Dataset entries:
-- Opening Marker --

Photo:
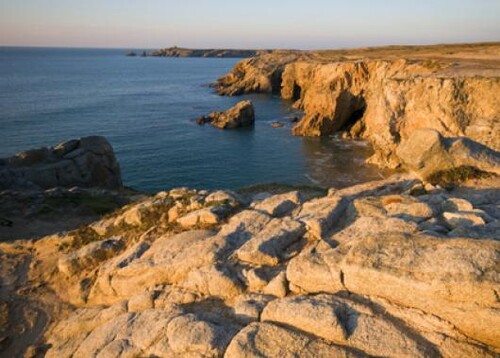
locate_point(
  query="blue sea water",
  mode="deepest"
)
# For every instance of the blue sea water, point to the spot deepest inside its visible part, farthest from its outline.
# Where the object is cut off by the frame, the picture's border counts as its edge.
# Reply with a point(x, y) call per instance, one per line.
point(146, 107)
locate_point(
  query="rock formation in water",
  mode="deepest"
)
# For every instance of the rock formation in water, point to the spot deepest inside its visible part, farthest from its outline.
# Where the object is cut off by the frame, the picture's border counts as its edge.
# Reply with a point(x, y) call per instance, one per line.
point(391, 268)
point(384, 94)
point(241, 115)
point(84, 162)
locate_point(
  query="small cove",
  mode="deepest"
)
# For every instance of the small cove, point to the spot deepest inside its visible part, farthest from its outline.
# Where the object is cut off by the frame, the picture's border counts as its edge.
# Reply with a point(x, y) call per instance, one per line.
point(146, 107)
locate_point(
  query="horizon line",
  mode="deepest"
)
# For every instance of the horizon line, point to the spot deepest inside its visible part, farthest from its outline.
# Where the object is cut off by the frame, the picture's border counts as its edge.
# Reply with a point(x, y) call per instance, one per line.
point(249, 48)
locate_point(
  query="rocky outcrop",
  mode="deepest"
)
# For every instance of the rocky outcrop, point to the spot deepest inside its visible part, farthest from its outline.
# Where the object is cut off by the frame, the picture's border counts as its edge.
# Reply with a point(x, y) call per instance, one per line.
point(392, 268)
point(427, 153)
point(84, 162)
point(382, 100)
point(186, 52)
point(241, 115)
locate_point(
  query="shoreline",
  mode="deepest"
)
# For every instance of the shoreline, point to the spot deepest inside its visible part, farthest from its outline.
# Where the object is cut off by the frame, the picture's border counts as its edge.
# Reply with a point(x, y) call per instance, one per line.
point(404, 266)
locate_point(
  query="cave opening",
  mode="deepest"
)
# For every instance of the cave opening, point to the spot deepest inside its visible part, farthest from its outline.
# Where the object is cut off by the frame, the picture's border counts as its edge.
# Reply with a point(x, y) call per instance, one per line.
point(297, 92)
point(354, 124)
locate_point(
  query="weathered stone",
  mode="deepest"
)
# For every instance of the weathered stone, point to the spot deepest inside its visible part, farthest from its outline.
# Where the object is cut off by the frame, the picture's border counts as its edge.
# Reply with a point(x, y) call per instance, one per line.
point(188, 335)
point(310, 273)
point(221, 196)
point(410, 271)
point(89, 256)
point(269, 340)
point(241, 115)
point(213, 281)
point(427, 153)
point(343, 322)
point(281, 204)
point(268, 246)
point(141, 302)
point(278, 286)
point(248, 308)
point(457, 204)
point(86, 162)
point(168, 260)
point(207, 216)
point(458, 219)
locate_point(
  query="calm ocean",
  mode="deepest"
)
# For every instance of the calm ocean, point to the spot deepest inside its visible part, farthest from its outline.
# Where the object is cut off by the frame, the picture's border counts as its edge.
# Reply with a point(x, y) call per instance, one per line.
point(146, 107)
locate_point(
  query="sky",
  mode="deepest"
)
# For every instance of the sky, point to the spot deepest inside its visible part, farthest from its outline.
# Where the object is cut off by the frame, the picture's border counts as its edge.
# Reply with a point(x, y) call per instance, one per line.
point(300, 24)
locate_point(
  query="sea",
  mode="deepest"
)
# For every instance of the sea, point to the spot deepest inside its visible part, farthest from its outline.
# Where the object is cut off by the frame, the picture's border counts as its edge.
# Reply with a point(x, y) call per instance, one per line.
point(147, 106)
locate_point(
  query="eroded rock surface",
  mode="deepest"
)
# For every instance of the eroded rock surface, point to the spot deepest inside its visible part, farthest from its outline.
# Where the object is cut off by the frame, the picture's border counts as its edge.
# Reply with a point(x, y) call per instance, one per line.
point(383, 94)
point(389, 268)
point(241, 115)
point(85, 162)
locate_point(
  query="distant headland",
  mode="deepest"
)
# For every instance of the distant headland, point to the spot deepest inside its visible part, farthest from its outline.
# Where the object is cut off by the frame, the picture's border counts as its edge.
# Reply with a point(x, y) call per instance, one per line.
point(186, 52)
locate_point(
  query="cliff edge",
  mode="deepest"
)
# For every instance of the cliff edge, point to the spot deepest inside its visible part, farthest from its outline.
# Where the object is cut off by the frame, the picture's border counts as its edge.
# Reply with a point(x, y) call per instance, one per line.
point(84, 162)
point(383, 94)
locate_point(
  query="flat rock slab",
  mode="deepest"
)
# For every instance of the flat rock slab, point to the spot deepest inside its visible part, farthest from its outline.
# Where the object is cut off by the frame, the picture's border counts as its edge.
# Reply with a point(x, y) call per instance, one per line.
point(344, 322)
point(281, 204)
point(267, 247)
point(320, 215)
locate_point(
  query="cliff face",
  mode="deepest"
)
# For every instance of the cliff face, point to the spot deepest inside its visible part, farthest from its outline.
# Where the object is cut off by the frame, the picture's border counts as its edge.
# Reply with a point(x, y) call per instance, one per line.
point(381, 100)
point(391, 268)
point(262, 74)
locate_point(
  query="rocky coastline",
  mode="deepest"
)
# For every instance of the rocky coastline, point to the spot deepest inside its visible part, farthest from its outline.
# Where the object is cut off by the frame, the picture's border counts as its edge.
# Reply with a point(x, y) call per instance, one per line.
point(406, 266)
point(220, 53)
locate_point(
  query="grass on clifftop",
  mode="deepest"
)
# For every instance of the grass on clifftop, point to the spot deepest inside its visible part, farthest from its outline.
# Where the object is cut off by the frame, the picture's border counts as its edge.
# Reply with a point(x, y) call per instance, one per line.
point(455, 176)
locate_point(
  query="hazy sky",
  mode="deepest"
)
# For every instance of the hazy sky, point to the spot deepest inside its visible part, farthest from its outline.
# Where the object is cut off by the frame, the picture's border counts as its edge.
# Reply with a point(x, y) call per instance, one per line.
point(246, 24)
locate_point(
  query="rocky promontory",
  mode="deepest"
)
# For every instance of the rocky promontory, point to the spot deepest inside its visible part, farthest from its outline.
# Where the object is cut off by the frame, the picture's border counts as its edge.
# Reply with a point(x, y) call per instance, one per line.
point(403, 267)
point(391, 268)
point(187, 52)
point(383, 94)
point(240, 115)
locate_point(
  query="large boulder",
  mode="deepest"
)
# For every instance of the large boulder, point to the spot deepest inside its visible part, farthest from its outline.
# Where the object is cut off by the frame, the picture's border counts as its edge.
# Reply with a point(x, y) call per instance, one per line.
point(427, 153)
point(85, 162)
point(241, 115)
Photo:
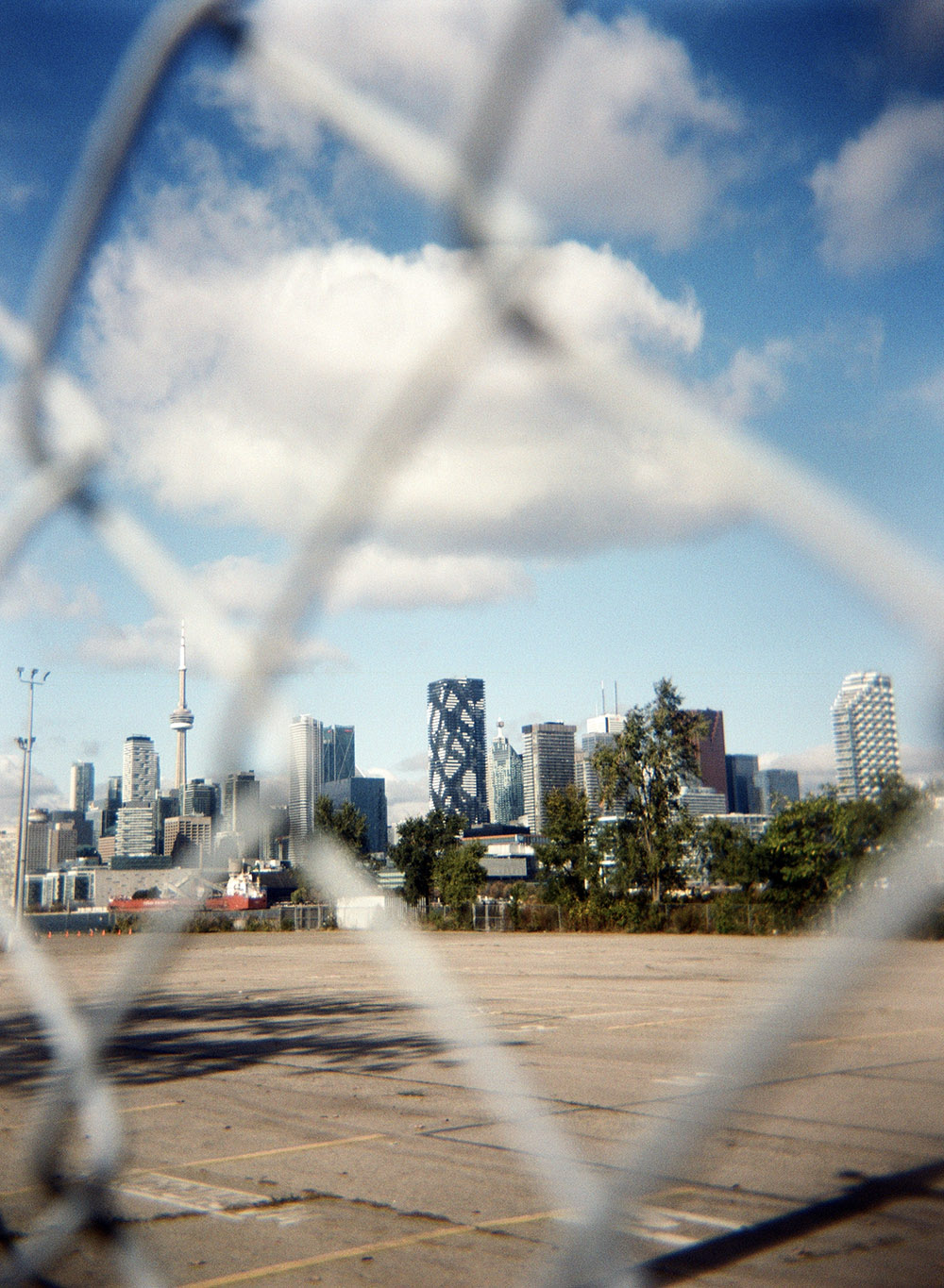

-- Closing Marker --

## EXERCISE GOAL
Look through the entries, and return every line that the word "weathered" appears in.

## EXPECTED OUTPUT
  query="weathered stone",
# For every instance of the weathered stone, point to the spot deepest inside its visible part, farthest from its outline.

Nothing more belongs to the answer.